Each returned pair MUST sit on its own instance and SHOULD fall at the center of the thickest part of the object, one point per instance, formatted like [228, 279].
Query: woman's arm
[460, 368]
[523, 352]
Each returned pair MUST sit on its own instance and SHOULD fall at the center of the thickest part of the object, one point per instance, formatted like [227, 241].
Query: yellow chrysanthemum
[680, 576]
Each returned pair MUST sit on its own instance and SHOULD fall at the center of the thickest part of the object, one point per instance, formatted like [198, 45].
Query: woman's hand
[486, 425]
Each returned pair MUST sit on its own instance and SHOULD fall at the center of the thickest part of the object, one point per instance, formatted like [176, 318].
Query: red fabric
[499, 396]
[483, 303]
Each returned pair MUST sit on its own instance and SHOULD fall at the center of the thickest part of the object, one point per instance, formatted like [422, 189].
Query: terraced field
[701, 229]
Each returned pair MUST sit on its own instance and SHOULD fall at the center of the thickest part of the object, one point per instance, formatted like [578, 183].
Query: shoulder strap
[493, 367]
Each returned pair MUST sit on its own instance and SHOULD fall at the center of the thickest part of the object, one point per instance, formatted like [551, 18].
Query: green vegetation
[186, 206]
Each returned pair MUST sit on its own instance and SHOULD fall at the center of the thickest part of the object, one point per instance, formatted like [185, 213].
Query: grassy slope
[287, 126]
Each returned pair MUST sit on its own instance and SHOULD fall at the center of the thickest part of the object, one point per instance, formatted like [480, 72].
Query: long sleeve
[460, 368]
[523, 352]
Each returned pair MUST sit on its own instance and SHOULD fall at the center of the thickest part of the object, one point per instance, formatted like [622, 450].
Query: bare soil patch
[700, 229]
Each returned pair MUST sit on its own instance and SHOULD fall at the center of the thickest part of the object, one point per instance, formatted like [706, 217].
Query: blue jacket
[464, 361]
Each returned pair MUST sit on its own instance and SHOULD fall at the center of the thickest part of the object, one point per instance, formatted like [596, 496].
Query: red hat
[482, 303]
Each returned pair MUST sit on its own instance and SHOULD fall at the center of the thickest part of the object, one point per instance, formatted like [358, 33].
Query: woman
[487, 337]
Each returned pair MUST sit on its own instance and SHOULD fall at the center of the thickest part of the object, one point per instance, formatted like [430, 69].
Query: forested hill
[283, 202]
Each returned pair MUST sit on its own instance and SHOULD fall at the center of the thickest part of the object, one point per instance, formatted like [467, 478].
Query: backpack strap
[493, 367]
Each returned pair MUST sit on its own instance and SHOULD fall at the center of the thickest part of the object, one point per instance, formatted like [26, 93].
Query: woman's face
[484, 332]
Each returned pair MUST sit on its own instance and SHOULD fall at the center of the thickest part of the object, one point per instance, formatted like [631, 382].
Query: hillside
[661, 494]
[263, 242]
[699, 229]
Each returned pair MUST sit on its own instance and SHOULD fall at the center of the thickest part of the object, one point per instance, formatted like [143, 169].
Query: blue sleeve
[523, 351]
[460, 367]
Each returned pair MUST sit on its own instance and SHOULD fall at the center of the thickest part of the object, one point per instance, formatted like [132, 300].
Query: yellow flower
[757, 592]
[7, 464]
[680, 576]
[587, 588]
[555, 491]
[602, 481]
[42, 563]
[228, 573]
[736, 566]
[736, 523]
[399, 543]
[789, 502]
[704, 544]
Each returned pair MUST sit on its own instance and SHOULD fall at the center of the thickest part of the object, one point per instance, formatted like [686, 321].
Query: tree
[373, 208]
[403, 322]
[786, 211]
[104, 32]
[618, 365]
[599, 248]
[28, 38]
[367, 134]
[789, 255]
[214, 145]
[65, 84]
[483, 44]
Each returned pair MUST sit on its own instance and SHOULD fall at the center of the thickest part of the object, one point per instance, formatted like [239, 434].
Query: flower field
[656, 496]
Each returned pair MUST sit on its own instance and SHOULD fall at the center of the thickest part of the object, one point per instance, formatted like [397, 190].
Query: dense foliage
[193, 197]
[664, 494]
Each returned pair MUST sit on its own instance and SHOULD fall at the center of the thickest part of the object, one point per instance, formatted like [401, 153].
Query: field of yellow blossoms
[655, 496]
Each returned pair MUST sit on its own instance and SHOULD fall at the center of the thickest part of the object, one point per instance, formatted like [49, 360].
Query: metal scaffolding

·····

→ To do
Copy out the data exactly, keeping each line whole.

→ Answer to this problem
Each returned pair MUST sit on its own instance and SHOULD fall at the center of the thickest part of the object, one point per instance, formatted like [228, 279].
Query: woman's arm
[460, 368]
[523, 352]
Each returned pair MUST sit on its own instance and SHOULD fall at the center of the thickest part of the object, one point per instance, formatted like [227, 241].
Query: yellow chrysanthemum
[680, 576]
Each returned pair MUST sit on its own instance and SHOULD fall at the center of the thickest part of the object, one point per instance, formatted like [198, 45].
Query: woman's hand
[486, 425]
Each returned pair MUST sit on its own instance and SHOULD fall at the center of the thickest part of the object, one point per instance, formatted like [176, 318].
Query: red fabric
[499, 396]
[483, 303]
Each returned pair MUST sit on its own instance and SHOULD fall at the center of the thickest part of the object, one point per instance, formatted like [422, 189].
Query: terraced field
[701, 229]
Each returned pair MUST sit on its own instance and SHOULD fall at the center of the thickest part of the object, one point per instance, formatted like [578, 183].
Query: shoulder strap
[493, 367]
Each returned pair MUST sit on its own instance and SHOULD fall at the center of the thickest part of the object, one point per instance, formatted like [551, 18].
Query: green vegetation
[186, 206]
Each returned pair MUST sit on its own instance and SHOULD fall at the center of the thickest part of the object, one point per instance, formatted like [185, 213].
Query: grassy slope
[287, 126]
Each returned pair MUST sit on its own instance and SHOULD fall at the center of the thickest part of the object, one point per instance, formatted like [480, 72].
Query: long sleeve
[460, 368]
[523, 352]
Each returned pair MUST sit on its own instance and SHOULD fall at the center of the thickest part of the object, one point per instance, formatted like [622, 450].
Query: bare soil patch
[700, 229]
Each returned pair MUST sit on its own instance and SHOULD fall at the center of the thickest part of the object, one point per instance, formatted like [706, 217].
Query: blue jacket
[464, 361]
Each returned pair MUST sit on its own instance and SHOULD fall at the center of the thickest part of the object, one point per instance, formatted like [596, 496].
Query: red hat
[482, 303]
Each returned pair MUST sit on its own instance and SHOULD fall at the center of the thickest part of the object, one point per instance, formatted like [358, 33].
Query: woman
[487, 337]
Each returned pair MUST sit on its own instance and SHOULD fall at the center of the thickest part of the object, one point per instance, formatted like [430, 69].
Query: forested hill
[283, 202]
Each returned pair MUST sit on its own instance and SHOULD fall at the center of the thickest part of the object, one point per instance, formatted like [467, 478].
Query: backpack strap
[493, 367]
Each returned pair MUST sit on its own instance and SHOULD fall at the center of the thickest part of the object, one point per instance, formatted like [26, 93].
Query: woman's face
[484, 332]
Each returned pair MUST sit on its own instance and SHOULD fall at the center of the thickest part of the object, one point per instance, formatted like [631, 382].
Query: hillside
[661, 494]
[263, 242]
[699, 229]
Each returned pair MUST sit on its own instance and SHOULD fall at the center of the thickest part of the object, one point per instance, formatted like [143, 169].
Query: blue sleeve
[523, 351]
[460, 367]
Each returned pair MUST sit on its own instance and SHOULD fall at the center of the thickest part of the object, one point per instance, formatted like [132, 300].
Query: yellow flower
[757, 592]
[7, 464]
[680, 576]
[587, 588]
[555, 491]
[602, 481]
[42, 563]
[228, 573]
[736, 566]
[736, 523]
[399, 543]
[789, 502]
[704, 544]
Each returned pair MUST sit on its own instance and SHOULD fall at the center of the thickest part of the object, one point per instance, formatted like [686, 321].
Query: tree
[373, 208]
[403, 322]
[786, 211]
[104, 32]
[618, 365]
[599, 248]
[28, 38]
[367, 134]
[789, 255]
[214, 145]
[65, 84]
[483, 44]
Each returned pair MUST sit on its own instance and SHOULD fall at the center of the thickest part of the object, one point per instance, formatted like [239, 434].
Query: flower field
[656, 496]
Each returned pair MUST sit on its own instance and SHOULD fall at the center of the thickest part of the object, one point per instance, formatted like [397, 190].
Query: dense foliage
[193, 197]
[664, 494]
Each returned pair MUST sit on its own instance and SHOULD fall at the center of the thickest part of the object, one point per instance, formatted like [401, 153].
Query: field of yellow blossoms
[655, 496]
Each returned pair MUST sit on its own instance and SHOULD fall at the center of the thickest part of the object, one point per instance, formatted like [49, 360].
Query: metal scaffolding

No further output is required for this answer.